◆ Records for this task:
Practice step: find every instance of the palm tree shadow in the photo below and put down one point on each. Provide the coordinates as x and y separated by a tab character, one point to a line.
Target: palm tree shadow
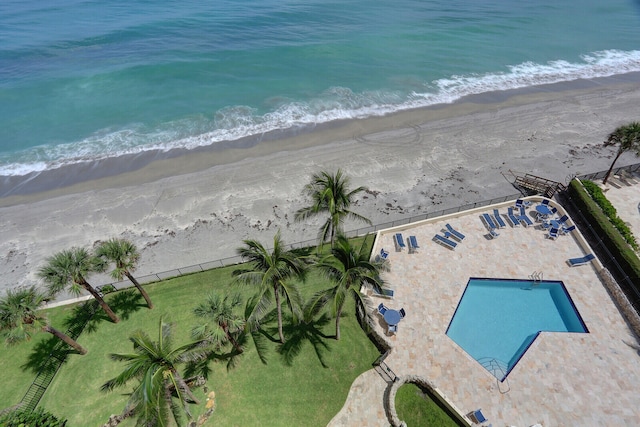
298	334
200	367
126	302
47	356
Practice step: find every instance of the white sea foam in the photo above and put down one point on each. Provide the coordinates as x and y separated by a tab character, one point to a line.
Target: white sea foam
235	122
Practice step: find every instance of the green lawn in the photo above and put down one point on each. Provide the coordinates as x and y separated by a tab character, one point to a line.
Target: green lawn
418	409
303	384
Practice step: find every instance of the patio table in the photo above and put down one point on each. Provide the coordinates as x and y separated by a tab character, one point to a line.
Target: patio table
392	317
543	210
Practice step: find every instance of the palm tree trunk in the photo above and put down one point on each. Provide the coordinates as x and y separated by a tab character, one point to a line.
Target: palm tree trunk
100	300
185	388
233	341
606	177
67	339
276	291
140	289
338	314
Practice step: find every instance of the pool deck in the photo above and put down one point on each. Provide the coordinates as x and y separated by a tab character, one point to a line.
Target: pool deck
564	379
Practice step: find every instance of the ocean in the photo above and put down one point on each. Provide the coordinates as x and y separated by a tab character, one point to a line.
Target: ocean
82	80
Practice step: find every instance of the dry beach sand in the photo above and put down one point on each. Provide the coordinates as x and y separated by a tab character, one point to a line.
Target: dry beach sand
197	207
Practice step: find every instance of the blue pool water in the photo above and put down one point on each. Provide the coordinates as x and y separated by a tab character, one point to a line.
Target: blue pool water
497	319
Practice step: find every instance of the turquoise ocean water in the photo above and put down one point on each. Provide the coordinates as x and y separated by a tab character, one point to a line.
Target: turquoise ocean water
87	80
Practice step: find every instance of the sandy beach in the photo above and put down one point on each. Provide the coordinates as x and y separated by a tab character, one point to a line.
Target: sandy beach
197	207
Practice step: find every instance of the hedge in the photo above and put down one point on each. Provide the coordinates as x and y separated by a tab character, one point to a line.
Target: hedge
598	196
611	238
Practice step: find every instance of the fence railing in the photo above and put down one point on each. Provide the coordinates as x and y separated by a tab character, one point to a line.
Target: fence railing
55	359
605	256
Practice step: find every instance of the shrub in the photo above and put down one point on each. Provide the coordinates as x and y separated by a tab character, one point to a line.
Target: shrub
25	418
603	227
598	196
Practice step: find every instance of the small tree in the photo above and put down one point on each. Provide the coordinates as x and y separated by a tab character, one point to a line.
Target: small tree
19	318
627	138
125	256
68	269
271	271
330	195
220	323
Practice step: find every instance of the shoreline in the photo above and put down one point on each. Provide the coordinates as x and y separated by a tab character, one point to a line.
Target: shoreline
147	166
198	207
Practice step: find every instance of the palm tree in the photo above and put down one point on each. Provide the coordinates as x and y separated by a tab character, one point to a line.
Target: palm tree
330	194
125	256
19	318
348	268
68	268
273	272
627	138
226	324
162	394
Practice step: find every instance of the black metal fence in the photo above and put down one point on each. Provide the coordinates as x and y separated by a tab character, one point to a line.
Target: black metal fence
55	359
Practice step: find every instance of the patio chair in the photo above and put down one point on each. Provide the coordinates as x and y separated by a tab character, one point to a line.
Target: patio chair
512	218
488	222
413	244
499	220
455	233
524	218
444	241
477	417
553	233
573	262
382	309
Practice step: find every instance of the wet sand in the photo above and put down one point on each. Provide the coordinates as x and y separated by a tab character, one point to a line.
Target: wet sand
184	208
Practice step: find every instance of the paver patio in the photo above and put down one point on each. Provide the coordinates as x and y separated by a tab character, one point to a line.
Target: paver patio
564	379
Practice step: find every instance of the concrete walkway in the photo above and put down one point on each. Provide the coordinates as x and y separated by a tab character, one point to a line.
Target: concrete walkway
364	406
564	379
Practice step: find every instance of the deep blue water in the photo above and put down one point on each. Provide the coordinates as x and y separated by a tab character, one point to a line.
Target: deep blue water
82	80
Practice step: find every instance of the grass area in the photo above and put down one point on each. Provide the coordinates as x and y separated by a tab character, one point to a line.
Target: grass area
304	382
417	408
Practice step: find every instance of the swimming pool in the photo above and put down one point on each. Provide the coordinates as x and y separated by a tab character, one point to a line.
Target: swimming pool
497	319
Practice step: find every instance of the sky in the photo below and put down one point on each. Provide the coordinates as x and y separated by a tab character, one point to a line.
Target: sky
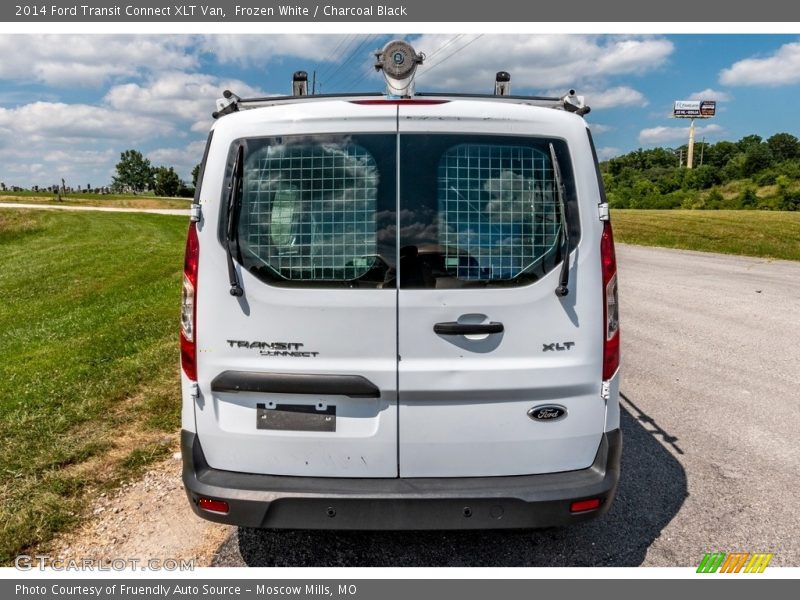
70	104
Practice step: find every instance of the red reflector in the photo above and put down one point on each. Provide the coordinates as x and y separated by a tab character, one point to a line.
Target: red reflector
210	505
403	101
584	505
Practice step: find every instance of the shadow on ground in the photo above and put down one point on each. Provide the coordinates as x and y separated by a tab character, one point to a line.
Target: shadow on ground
652	490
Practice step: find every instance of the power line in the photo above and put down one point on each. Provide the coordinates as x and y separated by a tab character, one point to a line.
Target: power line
331	78
335	55
452	54
371	69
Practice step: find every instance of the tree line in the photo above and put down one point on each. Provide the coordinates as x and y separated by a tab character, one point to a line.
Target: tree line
135	173
750	173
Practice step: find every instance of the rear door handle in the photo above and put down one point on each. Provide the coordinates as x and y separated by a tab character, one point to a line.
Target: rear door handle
454	328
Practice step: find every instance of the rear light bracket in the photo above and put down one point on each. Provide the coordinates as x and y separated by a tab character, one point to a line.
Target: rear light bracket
605	390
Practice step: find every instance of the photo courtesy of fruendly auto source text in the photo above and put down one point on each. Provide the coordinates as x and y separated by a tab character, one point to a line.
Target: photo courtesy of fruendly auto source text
413	299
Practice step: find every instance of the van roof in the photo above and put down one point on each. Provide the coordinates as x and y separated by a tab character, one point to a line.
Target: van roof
458	107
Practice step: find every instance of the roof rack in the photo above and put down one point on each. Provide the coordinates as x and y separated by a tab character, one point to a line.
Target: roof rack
399	62
230	102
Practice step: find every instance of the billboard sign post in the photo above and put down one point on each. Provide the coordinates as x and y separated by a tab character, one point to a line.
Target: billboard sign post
693	109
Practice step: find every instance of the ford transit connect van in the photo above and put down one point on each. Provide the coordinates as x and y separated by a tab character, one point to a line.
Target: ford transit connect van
400	311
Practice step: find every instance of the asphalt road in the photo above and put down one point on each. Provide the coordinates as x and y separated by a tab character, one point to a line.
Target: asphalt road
711	461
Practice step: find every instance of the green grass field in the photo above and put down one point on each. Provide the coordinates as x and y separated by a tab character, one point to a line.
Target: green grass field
89	305
86	199
768	234
89	377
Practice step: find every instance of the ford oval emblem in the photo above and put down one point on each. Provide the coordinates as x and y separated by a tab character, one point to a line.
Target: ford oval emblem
548	412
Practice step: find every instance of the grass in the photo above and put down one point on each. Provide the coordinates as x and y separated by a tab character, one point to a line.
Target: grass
89	390
86	199
768	234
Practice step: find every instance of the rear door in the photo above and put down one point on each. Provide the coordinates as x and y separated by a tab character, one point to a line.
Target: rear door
483	339
298	376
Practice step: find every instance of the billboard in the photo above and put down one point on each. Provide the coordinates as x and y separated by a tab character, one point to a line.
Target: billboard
694	108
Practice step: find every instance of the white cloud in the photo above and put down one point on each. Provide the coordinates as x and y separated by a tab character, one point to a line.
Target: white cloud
782	68
183	159
616	96
600	128
253	50
710	94
662	135
536	62
78	60
607	152
55	122
174	97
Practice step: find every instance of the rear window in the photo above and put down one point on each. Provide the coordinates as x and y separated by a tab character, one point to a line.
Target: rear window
468	210
313	210
481	210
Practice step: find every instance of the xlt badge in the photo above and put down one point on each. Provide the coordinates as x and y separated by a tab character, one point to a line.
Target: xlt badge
557	346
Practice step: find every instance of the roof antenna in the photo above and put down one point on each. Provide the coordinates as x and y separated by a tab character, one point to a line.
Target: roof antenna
398	60
502	83
300	83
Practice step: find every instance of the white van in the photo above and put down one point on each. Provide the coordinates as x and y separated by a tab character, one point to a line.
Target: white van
400	312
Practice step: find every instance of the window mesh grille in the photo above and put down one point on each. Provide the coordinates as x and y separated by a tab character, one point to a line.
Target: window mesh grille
309	210
498	210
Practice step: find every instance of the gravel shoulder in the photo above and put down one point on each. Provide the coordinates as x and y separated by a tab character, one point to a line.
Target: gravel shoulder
148	518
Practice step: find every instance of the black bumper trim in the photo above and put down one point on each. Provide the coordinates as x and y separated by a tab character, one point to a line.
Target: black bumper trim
283	502
354	386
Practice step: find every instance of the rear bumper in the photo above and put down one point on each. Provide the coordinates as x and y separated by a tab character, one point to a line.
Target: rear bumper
431	503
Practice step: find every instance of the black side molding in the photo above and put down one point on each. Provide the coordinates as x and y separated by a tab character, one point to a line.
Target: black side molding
354	386
454	328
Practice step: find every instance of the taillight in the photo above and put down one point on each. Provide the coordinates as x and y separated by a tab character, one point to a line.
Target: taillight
610	303
189	305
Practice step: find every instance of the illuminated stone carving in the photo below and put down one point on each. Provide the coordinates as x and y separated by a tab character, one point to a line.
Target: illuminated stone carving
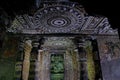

◆ Your instructions:
Can you print, verbatim, the stretch from the row containing "Practice step: find every instance of the taillight" through the end of the rows, leaving out the pictures?

◆ Exercise response:
Practice step: find every instance of the taillight in the photo above and put down one point on each. Provide the coordinates as x and y separated by a tab character, one point to a line.
Target: taillight
610	303
189	305
Practice step: find every instance of the illuminated stone carving in the photo below and put down one point on each. Provide the coordinates as x and y separated by a tab character, one point to a line.
Target: illuminated stone carving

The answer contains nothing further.